[[ DATA FOR ANALYSIS open ]]

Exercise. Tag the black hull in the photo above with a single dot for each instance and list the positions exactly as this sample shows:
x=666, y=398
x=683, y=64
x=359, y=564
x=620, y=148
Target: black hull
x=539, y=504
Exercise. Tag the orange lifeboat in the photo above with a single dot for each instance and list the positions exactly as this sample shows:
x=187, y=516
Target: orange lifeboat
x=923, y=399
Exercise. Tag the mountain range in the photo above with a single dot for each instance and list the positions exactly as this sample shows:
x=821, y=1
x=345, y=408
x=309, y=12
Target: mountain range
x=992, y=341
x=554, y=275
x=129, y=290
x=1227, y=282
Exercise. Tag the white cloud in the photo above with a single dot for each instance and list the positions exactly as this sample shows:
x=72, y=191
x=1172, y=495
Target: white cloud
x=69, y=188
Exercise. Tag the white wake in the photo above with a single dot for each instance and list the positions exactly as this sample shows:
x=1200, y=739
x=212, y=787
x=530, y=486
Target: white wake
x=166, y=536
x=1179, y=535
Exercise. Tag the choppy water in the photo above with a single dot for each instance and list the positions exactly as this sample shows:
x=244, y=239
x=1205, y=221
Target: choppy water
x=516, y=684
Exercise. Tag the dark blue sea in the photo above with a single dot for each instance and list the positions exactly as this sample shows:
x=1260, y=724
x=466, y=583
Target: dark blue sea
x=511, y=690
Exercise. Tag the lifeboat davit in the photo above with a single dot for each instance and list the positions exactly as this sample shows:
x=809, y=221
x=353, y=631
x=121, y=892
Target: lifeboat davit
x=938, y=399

[[ DATA FOR ANALYSIS closed ]]
[[ DATA FOR ANALYSIS open ]]

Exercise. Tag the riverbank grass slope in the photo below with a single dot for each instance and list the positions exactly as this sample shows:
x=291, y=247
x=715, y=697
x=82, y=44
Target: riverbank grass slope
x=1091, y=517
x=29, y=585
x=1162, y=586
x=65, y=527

[[ DATA FOR ANALYSIS closed ]]
[[ DATA FOR ANALYSIS open ]]

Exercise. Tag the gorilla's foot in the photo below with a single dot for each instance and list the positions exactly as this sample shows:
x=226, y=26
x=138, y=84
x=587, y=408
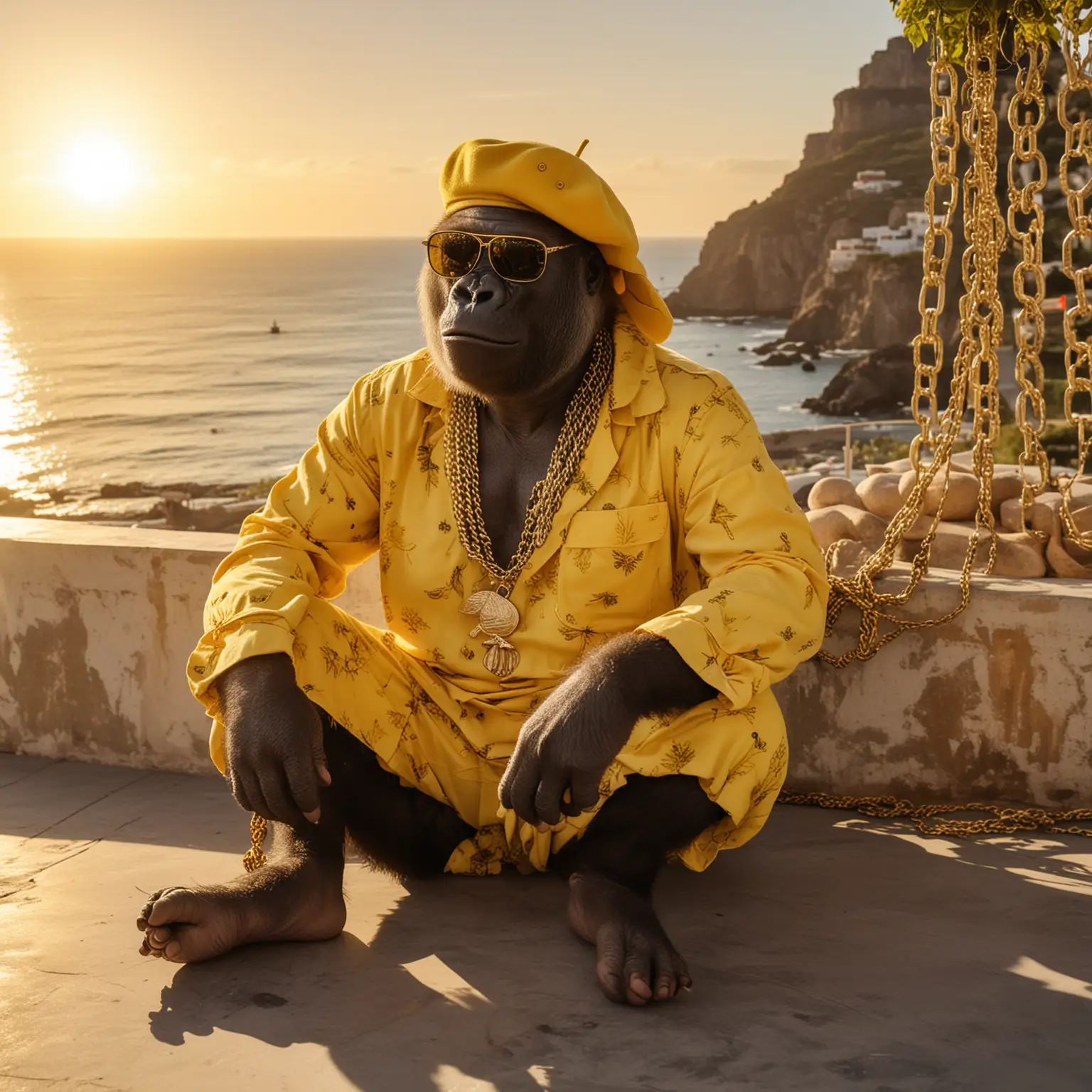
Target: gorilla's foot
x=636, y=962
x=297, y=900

[[ DATA FOR ANALYSIS closed ]]

» WHAT IS BEING ASKED: Copy out each line of the material above that holds the word "sample".

» TASK SOLUTION:
Exercise. Tag the black hull in the photo above with a single dot for each instance and list the positions exactly as this sample shows:
Exercise. Tag the orange lifeboat in the photo above with a single dot for each instance and list the positions exactly as this sample shows:
Exercise. Tag the mountain range in the photo above with a single dot for each instance and list the positions exactly as this sample shows:
Exercise. Tag the white cloud in the photo above with a single dot for each instance and list the positions exactly as this sample shows:
Exercise. Tag the white wake in the photo above with a single dot for each instance and list the positions exactly as this sample shows:
Exercise. Tag the choppy water in the photo above with a single dot for each instance and list the positions exactly as this sample shows:
Exercise. Tag the dark blue sea in the photo above with a single dot for each instance and list the positions exactly as this sample shows:
Exercise. Tag the lifeboat davit in the photo above with a single dot for each instance and list the positions exactly as this sample shows:
Exercise. Tag the riverbank grass slope in the photo below with a single dot for each instance and list the positions exactly as this sample shows:
Exercise. Tag the gorilla's foot in the photo below with a single dot for each instance and list the positions exactly as this sample shows:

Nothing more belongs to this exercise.